Task to complete –
Could you pull out the stretch of the material below from its very start through the line that contains "[40,89,121,161]", reproducing each line unchanged? Leave the pictures out of your answer.

Source material –
------------------------------------------------------------

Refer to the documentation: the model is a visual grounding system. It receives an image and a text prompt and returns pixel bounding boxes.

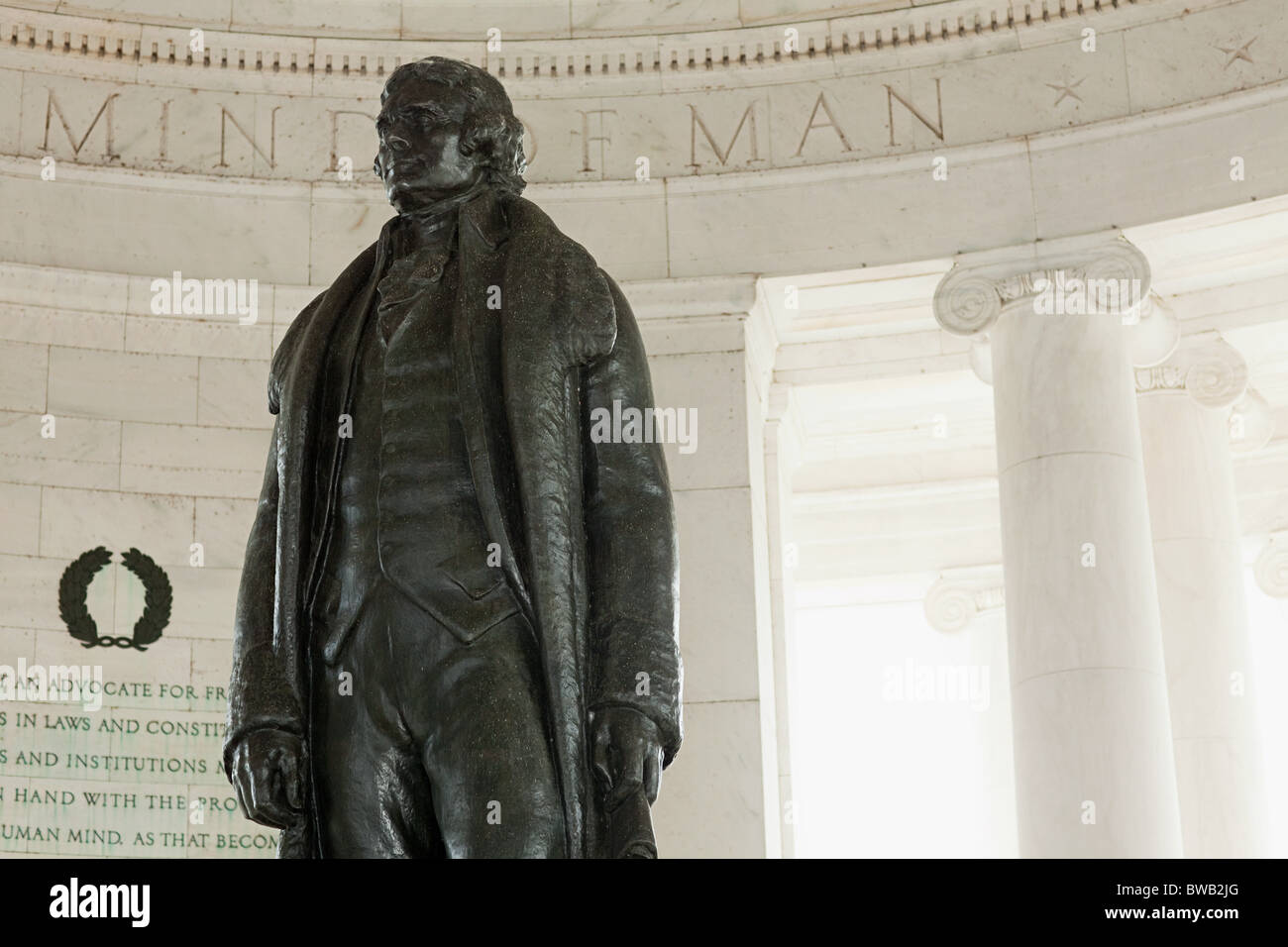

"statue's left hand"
[591,707,662,809]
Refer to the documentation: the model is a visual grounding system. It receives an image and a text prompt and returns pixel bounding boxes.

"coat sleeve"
[583,274,683,764]
[223,296,321,775]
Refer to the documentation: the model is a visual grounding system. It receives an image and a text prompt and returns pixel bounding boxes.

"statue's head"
[375,55,527,214]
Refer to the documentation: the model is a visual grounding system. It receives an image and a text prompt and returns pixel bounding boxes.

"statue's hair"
[380,55,528,194]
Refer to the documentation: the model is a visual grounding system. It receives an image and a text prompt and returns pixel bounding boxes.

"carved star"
[1046,76,1087,108]
[1218,36,1257,68]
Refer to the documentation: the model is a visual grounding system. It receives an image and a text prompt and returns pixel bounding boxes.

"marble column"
[623,277,783,858]
[1136,333,1266,858]
[765,381,805,858]
[924,566,1019,858]
[934,237,1181,858]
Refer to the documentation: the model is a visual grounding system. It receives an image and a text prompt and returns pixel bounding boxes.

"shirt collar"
[377,181,506,266]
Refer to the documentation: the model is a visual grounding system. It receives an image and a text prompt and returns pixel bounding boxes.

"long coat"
[224,191,682,857]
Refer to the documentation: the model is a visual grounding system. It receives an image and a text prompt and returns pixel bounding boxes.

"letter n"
[886,78,944,146]
[215,106,280,167]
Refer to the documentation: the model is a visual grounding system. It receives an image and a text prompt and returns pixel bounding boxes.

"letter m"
[688,102,760,170]
[40,89,121,161]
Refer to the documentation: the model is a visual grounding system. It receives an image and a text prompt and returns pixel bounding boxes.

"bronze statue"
[224,56,680,858]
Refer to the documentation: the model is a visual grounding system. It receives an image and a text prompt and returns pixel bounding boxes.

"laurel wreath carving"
[58,546,174,651]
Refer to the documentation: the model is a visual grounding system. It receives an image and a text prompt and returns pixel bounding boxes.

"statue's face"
[375,76,483,214]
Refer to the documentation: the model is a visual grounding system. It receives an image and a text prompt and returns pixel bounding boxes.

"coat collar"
[376,185,507,273]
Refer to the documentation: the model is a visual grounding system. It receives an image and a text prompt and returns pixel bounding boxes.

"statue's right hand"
[232,729,304,828]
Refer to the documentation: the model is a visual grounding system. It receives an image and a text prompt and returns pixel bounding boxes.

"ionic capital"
[1252,532,1288,598]
[1136,333,1248,408]
[924,569,1006,634]
[934,237,1150,335]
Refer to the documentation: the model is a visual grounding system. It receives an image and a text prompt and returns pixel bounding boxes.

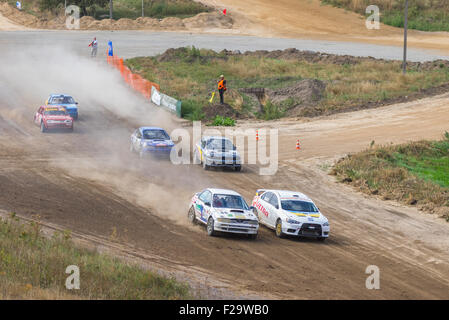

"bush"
[211,115,235,127]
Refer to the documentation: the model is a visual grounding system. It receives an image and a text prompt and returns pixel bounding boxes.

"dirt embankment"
[0,3,234,31]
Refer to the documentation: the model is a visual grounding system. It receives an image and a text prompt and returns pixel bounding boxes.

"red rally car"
[34,106,73,132]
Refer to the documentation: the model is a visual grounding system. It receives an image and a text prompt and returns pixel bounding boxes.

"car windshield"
[281,200,318,212]
[44,110,67,116]
[143,130,170,140]
[207,139,234,150]
[213,194,249,210]
[51,97,75,104]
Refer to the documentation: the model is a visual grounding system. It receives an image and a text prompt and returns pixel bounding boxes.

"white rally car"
[187,188,259,239]
[194,136,242,171]
[253,189,330,240]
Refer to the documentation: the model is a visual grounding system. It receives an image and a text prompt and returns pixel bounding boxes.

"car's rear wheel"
[276,219,284,238]
[206,217,217,237]
[187,207,196,224]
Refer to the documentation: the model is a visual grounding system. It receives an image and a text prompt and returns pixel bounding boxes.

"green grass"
[0,0,211,20]
[332,133,449,219]
[126,48,449,119]
[0,215,191,299]
[321,0,449,31]
[210,115,235,127]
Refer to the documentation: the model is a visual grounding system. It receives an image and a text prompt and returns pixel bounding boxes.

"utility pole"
[402,0,408,74]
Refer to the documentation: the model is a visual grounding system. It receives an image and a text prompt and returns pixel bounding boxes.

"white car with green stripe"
[187,188,259,239]
[253,189,330,240]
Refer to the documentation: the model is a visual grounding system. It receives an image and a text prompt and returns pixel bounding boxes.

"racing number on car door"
[268,193,279,226]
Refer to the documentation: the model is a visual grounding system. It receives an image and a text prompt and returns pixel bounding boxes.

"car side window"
[270,193,279,209]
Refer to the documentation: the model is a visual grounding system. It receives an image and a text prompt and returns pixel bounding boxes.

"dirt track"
[0,46,449,299]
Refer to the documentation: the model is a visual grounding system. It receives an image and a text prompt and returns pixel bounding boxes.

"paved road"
[0,31,449,61]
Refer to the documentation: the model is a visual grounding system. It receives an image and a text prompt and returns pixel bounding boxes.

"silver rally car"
[253,189,330,240]
[194,136,242,171]
[187,188,259,239]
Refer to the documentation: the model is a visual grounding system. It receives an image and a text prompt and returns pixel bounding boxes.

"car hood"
[214,208,257,220]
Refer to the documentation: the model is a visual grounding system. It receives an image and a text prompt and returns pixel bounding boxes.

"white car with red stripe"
[187,188,259,239]
[252,189,330,240]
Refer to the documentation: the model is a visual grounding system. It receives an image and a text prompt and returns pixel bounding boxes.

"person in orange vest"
[217,75,226,104]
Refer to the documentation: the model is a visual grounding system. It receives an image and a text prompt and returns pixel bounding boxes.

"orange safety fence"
[106,55,161,99]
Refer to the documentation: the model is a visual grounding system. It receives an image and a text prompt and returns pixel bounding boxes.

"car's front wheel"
[207,217,217,237]
[187,207,196,224]
[276,219,284,238]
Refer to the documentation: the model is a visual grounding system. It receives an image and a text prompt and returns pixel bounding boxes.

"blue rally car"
[45,94,78,120]
[130,127,175,158]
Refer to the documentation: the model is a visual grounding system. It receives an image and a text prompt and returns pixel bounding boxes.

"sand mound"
[203,103,239,119]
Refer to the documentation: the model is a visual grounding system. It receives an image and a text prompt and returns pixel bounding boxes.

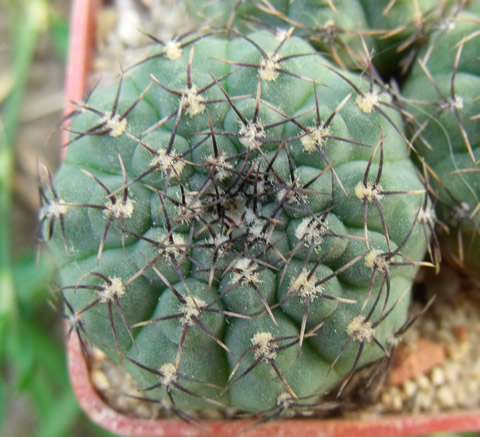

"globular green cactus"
[41,31,430,416]
[403,6,480,278]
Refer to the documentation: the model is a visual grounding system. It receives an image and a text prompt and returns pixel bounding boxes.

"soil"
[76,0,480,424]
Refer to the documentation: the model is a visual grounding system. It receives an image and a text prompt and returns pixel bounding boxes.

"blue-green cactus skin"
[42,32,429,414]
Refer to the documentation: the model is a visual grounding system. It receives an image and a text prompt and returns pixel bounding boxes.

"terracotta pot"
[64,0,480,437]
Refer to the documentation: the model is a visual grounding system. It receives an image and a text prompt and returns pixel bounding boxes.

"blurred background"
[0,0,111,437]
[0,0,478,437]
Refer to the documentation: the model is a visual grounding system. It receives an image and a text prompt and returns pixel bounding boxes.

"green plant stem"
[0,0,47,350]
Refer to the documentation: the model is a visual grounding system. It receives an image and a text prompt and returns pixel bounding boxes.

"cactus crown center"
[291,269,323,302]
[300,125,331,153]
[160,363,177,388]
[104,196,135,219]
[101,112,127,138]
[239,121,265,150]
[258,55,279,82]
[42,199,68,218]
[165,40,183,61]
[251,332,277,360]
[232,258,261,285]
[181,85,205,117]
[295,217,327,251]
[347,316,375,342]
[365,249,389,271]
[181,296,205,326]
[150,149,185,177]
[355,92,378,114]
[355,182,383,203]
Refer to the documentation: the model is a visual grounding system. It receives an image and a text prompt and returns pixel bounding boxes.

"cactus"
[402,6,480,278]
[185,0,466,77]
[41,31,430,417]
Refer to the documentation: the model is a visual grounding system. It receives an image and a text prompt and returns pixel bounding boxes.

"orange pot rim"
[62,0,480,437]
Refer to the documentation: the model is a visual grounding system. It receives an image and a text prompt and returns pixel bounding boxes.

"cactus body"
[185,0,465,73]
[42,32,428,414]
[403,9,480,278]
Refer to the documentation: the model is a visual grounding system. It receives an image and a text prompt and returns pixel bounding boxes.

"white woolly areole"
[42,199,68,218]
[295,217,327,252]
[206,152,233,181]
[165,40,183,61]
[175,193,203,223]
[300,125,331,153]
[160,363,177,387]
[417,208,436,224]
[355,182,383,203]
[181,85,206,117]
[231,258,261,285]
[365,249,388,270]
[103,196,135,219]
[101,112,127,138]
[99,276,126,303]
[207,235,230,254]
[355,93,378,114]
[347,316,375,343]
[250,332,277,360]
[239,121,265,149]
[162,233,185,260]
[150,149,185,176]
[258,55,279,82]
[277,392,293,409]
[290,270,323,301]
[181,296,205,326]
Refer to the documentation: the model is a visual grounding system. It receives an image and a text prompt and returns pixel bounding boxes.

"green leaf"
[0,374,7,432]
[49,10,69,60]
[35,390,80,437]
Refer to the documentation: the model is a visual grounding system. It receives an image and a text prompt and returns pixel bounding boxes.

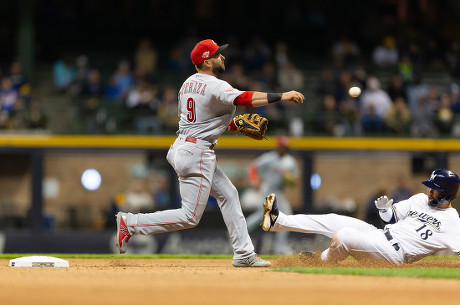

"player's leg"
[211,166,269,265]
[127,143,216,235]
[246,206,264,232]
[321,227,403,264]
[273,191,292,254]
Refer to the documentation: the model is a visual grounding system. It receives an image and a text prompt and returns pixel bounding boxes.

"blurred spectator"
[315,68,340,99]
[435,93,455,136]
[126,80,162,134]
[278,62,305,91]
[360,76,391,133]
[135,38,158,75]
[275,41,290,68]
[398,54,415,84]
[387,73,407,103]
[53,58,75,93]
[336,70,355,102]
[222,63,253,91]
[113,60,134,99]
[0,77,22,129]
[450,83,460,114]
[158,87,179,133]
[335,99,362,136]
[314,94,340,135]
[411,89,437,137]
[10,61,27,91]
[72,55,91,95]
[104,75,121,101]
[407,72,430,112]
[23,95,48,129]
[445,39,460,80]
[80,69,104,97]
[331,35,361,66]
[126,80,156,110]
[385,96,411,135]
[256,62,279,92]
[424,36,444,68]
[244,38,271,71]
[372,36,399,68]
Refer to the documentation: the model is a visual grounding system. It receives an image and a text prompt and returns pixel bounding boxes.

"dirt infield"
[0,257,460,305]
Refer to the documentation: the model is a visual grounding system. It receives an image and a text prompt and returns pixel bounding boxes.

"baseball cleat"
[232,254,271,267]
[260,193,279,231]
[117,212,131,254]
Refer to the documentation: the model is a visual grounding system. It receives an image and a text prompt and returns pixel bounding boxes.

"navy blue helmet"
[422,168,460,207]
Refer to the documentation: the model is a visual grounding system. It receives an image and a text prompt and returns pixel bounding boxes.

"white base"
[10,256,69,267]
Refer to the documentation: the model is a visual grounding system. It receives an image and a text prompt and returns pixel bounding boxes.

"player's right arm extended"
[234,91,305,107]
[374,196,397,223]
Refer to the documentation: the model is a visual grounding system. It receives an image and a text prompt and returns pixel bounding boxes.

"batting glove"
[374,196,393,210]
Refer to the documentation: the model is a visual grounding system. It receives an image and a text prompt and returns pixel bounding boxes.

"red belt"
[185,137,215,149]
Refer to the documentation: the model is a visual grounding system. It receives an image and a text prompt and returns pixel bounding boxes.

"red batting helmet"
[190,39,228,65]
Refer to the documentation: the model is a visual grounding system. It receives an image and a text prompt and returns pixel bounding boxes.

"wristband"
[267,93,283,104]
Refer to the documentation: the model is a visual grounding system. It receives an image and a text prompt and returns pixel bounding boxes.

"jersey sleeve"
[392,194,425,222]
[448,223,460,256]
[214,81,244,106]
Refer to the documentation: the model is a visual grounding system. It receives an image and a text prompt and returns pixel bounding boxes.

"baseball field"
[0,255,460,305]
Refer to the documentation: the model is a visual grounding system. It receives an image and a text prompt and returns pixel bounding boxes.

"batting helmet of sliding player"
[422,168,460,207]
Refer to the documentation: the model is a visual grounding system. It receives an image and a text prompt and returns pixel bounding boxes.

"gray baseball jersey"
[177,73,243,143]
[127,73,254,259]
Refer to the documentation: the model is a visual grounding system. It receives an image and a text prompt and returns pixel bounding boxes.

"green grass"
[271,267,460,279]
[0,253,237,259]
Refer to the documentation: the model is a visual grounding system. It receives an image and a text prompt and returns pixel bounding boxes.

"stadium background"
[0,0,460,253]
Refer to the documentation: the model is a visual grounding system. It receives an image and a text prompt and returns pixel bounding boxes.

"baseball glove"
[233,113,268,140]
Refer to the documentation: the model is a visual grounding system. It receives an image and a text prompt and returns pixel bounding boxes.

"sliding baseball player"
[262,169,460,264]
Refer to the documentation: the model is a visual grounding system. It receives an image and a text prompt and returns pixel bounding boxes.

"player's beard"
[212,62,225,75]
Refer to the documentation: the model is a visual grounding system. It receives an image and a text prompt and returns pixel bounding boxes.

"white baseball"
[348,87,361,97]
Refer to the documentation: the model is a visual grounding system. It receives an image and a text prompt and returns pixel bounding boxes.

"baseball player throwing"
[262,169,460,264]
[117,39,304,267]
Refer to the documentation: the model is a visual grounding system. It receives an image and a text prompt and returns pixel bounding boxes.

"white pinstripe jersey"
[386,193,460,262]
[177,73,243,143]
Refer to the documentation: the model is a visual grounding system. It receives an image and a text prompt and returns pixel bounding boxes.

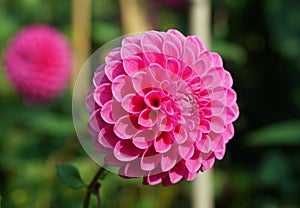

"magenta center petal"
[86,30,239,186]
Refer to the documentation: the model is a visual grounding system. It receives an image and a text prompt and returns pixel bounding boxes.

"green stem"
[83,167,105,208]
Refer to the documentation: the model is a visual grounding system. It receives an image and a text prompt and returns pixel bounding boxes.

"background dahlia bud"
[86,30,239,186]
[4,24,71,101]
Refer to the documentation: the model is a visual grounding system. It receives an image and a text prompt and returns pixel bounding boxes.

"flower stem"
[83,167,105,208]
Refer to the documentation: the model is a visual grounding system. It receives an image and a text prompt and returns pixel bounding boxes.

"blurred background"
[0,0,300,208]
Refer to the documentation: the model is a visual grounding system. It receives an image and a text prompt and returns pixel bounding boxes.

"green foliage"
[246,120,300,145]
[56,165,84,189]
[0,0,300,208]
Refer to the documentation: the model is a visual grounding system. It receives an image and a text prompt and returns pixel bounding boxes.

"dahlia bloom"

------------------------------------------------------------

Written answer –
Refer to the documentation: the model is a visual grounding system. It receives an image and a text prompt and returns pixel bounding boxes.


"statue's left hand"
[591,707,662,809]
Refer to the documentation: the model is a visual grounding system. It receives an image and a text prompt and returns pixel bounding boxes.

"coat sleeve"
[583,274,683,764]
[223,296,321,775]
Refer to the documentation: the model is a visual grounding system. It receives an image and a text prompt and returns pixel bounding boxes.

"statue's head"
[375,55,527,214]
Refer to the documentation: the model is a visual grounding system. It receives an image and a text prompt and returns pixel bounding boxes.

"statue's hair"
[380,55,528,194]
Refer to the documentation: the model is a visual grounding system. It receives an image and a text prompt and returns pixel bounding boxes.

"carved star"
[1046,76,1087,108]
[1218,36,1257,68]
Refer to the documentation: the model is a visual grounding system. It receives an image and a text prompt and returns pixel bounding boxes.

"marble column"
[623,277,783,858]
[1136,333,1266,858]
[765,381,805,858]
[924,566,1019,858]
[934,237,1181,858]
Refer to the documentation: the model is a visual grounding system. It receives an image and a text prompt and returns pixel bounding boxes.

"shirt collar"
[377,181,506,266]
Refer to the documentation: the model is a visual grounding system. It receives an image and a text prompt and returns pixel bounding boxes.

"long coat"
[224,191,682,857]
Refer to the documentation: the model is a visual grounding system. It receives an image and a text prompt and returns pixel bounding boxes.

"letter n"
[886,78,944,146]
[215,106,280,167]
Refer to the documentation: the model is a visual grounding system. It receives an image and a text prompt and returns pixel bounding boxes.

"letter m"
[688,102,760,170]
[40,89,121,161]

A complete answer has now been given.